## [Reading text]
It’s true that doctors in the Netherlands dont prescribe antibiotics except when it’s really necessary. I first came into contact with antibiotics in India, where you can buy it everywhere. That was probably the reason my Candida symptoms went from manageable to problematic.
But I have a different experience with doctors regarding their up to date knowledge. I’ve visited a lot of doctors and specialists. The older ones that I have visited are not up to date. I even had a doctor that didnt know there were tests for lactose intolerance. I had to tell her the different kind of tests and she wrote them down. This is just one example but there are many more. Things like Nystatin and its different forms. I know Candida is controversial within the medical world, but I cant even discuss the topic with a lot of doctors over here. Floggi, maybe you know someone in the NL? It would be great if you could give me some information.

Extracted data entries

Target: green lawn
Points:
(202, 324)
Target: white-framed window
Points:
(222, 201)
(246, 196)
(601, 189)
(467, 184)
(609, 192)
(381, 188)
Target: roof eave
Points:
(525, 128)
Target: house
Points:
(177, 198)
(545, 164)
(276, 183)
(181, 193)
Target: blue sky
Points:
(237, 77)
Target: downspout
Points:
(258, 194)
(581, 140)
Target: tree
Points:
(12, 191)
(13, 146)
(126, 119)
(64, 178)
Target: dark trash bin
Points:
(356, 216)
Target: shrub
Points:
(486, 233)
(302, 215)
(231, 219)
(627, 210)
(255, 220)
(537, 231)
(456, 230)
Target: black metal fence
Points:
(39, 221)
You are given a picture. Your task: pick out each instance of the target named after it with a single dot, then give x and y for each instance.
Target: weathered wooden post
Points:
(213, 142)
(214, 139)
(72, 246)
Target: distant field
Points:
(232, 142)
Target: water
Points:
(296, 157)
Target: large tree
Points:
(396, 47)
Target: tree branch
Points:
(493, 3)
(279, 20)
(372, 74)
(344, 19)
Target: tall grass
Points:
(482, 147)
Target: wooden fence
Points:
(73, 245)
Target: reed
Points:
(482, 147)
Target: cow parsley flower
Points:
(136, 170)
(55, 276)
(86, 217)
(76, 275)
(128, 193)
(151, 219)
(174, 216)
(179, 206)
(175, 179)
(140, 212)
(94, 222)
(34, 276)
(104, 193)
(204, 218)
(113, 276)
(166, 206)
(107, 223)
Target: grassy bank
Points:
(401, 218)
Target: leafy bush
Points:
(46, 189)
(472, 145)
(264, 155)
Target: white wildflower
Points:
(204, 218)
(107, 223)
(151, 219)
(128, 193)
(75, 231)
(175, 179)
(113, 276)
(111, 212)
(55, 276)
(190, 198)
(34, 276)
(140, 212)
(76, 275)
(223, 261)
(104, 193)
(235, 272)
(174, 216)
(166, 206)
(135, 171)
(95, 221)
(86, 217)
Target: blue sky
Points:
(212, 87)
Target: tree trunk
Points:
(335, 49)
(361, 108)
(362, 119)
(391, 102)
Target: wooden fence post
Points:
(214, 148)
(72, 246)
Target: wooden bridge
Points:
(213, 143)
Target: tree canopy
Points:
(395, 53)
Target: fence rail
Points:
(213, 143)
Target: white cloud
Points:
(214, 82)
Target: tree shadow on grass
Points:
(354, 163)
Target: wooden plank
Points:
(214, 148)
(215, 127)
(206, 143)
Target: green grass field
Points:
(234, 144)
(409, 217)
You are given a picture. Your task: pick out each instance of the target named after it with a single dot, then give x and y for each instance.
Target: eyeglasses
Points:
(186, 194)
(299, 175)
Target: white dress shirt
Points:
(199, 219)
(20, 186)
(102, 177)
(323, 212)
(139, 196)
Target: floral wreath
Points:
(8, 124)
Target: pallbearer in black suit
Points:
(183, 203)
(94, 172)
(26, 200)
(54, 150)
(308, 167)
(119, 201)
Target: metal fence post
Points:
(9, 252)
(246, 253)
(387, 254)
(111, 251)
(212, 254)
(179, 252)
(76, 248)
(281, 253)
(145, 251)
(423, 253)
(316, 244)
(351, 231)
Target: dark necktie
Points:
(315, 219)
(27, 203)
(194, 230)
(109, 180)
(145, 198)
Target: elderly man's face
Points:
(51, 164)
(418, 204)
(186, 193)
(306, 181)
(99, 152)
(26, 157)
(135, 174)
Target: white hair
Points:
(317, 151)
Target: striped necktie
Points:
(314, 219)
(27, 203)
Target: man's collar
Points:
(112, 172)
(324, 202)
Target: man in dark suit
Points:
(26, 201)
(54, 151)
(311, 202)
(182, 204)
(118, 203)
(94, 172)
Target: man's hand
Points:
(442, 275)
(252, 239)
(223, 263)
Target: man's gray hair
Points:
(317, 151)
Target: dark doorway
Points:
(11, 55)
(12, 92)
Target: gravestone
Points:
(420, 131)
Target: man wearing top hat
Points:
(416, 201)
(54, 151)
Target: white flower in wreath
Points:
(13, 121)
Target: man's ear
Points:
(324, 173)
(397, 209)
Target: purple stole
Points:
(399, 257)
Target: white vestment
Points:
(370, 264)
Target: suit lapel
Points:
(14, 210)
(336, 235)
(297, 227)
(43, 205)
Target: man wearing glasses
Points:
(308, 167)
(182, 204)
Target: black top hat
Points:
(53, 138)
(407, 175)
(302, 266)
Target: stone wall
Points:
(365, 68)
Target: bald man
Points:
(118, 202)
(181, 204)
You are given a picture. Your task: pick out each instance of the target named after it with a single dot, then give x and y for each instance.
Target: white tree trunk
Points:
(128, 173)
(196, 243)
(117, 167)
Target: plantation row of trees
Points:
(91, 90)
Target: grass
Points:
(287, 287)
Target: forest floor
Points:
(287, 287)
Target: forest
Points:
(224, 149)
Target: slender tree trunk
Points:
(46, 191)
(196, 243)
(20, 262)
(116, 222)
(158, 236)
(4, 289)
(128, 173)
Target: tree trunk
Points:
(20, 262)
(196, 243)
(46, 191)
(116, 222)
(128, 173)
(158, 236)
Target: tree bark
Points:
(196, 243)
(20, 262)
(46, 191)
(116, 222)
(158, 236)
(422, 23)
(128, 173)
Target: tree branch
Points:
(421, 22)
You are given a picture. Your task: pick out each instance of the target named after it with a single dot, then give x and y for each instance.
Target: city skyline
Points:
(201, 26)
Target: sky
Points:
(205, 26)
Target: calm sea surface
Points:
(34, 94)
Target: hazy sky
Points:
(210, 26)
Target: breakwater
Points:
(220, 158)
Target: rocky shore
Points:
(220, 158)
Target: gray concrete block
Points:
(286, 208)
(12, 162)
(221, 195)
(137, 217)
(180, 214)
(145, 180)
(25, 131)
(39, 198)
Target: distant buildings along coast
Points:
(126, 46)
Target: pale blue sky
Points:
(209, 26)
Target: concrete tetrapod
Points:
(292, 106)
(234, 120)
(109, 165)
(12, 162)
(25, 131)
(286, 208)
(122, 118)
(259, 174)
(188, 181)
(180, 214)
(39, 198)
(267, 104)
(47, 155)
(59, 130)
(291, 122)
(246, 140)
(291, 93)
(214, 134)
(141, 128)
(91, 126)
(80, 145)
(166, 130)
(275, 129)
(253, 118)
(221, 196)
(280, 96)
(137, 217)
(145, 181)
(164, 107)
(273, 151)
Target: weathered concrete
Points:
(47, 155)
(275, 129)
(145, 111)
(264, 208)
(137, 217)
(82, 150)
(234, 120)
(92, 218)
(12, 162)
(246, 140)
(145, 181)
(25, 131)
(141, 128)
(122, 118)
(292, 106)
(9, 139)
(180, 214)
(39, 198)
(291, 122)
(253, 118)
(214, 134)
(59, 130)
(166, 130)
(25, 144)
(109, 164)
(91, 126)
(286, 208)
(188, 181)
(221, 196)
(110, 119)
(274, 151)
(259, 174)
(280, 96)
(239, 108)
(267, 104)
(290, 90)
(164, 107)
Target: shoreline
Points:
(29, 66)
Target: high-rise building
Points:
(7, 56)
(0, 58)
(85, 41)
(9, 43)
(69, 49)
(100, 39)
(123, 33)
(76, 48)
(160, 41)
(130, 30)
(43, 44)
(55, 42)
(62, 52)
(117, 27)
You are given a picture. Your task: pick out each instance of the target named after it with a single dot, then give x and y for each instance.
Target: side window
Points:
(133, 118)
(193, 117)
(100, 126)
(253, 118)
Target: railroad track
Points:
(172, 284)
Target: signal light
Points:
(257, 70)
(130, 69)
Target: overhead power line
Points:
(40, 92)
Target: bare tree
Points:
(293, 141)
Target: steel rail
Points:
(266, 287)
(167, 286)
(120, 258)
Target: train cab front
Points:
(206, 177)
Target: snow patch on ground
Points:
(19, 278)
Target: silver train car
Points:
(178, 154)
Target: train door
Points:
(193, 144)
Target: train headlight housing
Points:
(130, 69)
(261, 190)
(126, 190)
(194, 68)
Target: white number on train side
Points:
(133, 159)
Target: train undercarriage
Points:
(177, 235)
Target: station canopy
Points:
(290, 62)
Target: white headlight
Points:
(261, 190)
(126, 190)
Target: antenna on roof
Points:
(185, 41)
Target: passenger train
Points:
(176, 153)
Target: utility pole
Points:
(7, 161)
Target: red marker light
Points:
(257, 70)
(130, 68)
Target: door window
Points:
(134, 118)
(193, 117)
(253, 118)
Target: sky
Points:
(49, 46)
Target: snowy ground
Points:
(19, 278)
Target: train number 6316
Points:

## [What is required]
Rewrite the paragraph beginning "But I have a different experience" from the post about doctors in the Netherlands as a short bulleted list that keeps its main facts.

## [Output below]
- I have seen many doctors and specialists, and the older ones were not up to date.
- One doctor didn't know there were tests for lactose intolerance, so I explained the different tests and she wrote them down.
- There are many more examples, such as Nystatin and its different forms.
- Candida is controversial in medicine, but I can't even discuss it with many doctors here.
- I ask Floggi whether they know someone in the NL and would welcome any information.